■ Aim of the exercise
Copy every record below exactly as it appears.

(Beginning of Task inputs)

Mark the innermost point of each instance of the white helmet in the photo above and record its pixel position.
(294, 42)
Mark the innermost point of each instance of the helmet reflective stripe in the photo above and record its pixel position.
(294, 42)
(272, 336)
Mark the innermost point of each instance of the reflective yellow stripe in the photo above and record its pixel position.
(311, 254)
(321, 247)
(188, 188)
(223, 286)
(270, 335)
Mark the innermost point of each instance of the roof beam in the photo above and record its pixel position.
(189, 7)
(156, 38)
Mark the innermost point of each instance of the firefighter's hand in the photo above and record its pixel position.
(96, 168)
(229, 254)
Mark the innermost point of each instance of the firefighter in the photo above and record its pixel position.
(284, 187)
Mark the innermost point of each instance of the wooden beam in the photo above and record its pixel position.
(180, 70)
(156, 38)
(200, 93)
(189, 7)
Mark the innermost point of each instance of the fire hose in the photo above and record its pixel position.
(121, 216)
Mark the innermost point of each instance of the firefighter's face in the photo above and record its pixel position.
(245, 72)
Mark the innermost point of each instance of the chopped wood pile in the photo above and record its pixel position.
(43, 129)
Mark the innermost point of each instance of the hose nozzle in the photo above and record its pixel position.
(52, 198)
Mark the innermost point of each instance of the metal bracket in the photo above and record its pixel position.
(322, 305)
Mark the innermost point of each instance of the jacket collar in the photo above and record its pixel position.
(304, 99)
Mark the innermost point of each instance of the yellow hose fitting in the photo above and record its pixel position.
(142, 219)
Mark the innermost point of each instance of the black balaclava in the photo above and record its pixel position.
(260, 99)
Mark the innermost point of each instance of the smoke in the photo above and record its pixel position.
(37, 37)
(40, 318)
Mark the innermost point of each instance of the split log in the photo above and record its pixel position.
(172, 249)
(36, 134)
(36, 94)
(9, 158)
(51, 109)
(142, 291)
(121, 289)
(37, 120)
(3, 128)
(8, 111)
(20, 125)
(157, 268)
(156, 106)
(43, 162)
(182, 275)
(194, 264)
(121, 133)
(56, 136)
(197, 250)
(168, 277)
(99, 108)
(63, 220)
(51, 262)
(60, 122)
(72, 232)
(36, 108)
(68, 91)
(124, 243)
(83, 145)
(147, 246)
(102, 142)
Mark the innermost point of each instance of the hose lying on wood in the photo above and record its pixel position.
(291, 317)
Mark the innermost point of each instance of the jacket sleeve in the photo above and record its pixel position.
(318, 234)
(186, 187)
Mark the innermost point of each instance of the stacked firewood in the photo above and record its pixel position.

(End of Task inputs)

■ Result of this exercise
Mark the innermost point of each instance of the white helmet in the photo above and record its pixel position.
(294, 42)
Mark the innermost point of each instance of the helmet reflective stripe in the photo above and record its pixel position.
(294, 42)
(272, 336)
Mark the innermost point of each instance of the reflective yellow stripe in the photo above and record its pixel position.
(311, 254)
(321, 247)
(188, 188)
(223, 286)
(270, 335)
Mark the innermost point of each instance of the roof beam in the photo above and record its pixel position.
(189, 7)
(156, 38)
Mark the innermost point of each instance of the firefighter's hand in the photo above and record its pixel position.
(96, 168)
(229, 254)
Mark the innermost point of each instance of the firefighter in the photo above and record its pixel position.
(284, 187)
Mark the innermost point of each instance of the wooden beam in the photo above and record its pixel position.
(180, 70)
(156, 38)
(200, 93)
(189, 7)
Mark the innermost point of each instance of the fire hose in the photo above and record its pixel position.
(121, 216)
Mark the innermost point of each instance of the firefighter's face in the photo above and record its pixel position.
(245, 72)
Mark the innermost point of each instance of the chopped wood pile in the photo above and record its pixel position.
(43, 129)
Mark the innermost point of each instance of the hose nozzle in the photo above and record its pixel position.
(52, 198)
Mark the innermost point of each instance of the metal bracket in the photo above and record its pixel position.
(322, 305)
Mark the innermost point of each instance of the jacket collar in the photo above and record its pixel position.
(304, 99)
Mark the innermost point of each instance of the yellow hose fitting in the photo above and record its pixel position.
(142, 219)
Mark the innermost point of each instance of the black balaclava in the photo above and record its pixel position.
(260, 99)
Mark the innermost point of each instance of the smoke in the photo above and record its pixel position.
(37, 37)
(40, 318)
Mark the innermost point of each instance of the split log in the photo above and record its pixel position.
(172, 249)
(36, 134)
(36, 94)
(9, 158)
(51, 109)
(142, 291)
(121, 289)
(37, 120)
(3, 128)
(8, 111)
(20, 125)
(157, 268)
(156, 106)
(43, 162)
(182, 275)
(194, 264)
(121, 133)
(56, 136)
(197, 250)
(168, 277)
(99, 108)
(63, 220)
(51, 262)
(60, 122)
(72, 232)
(36, 108)
(68, 91)
(124, 243)
(83, 145)
(147, 246)
(102, 142)
Mark the innermost point of each instance of the hose lying on wood in the photo above and record its pixel position.
(291, 317)
Mark the innermost point of each instance of the jacket sleeve in the photo above and record its pixel position.
(318, 234)
(186, 187)
Mark the innermost point of each instance of the stacked firewood in the photo above and record its pixel position.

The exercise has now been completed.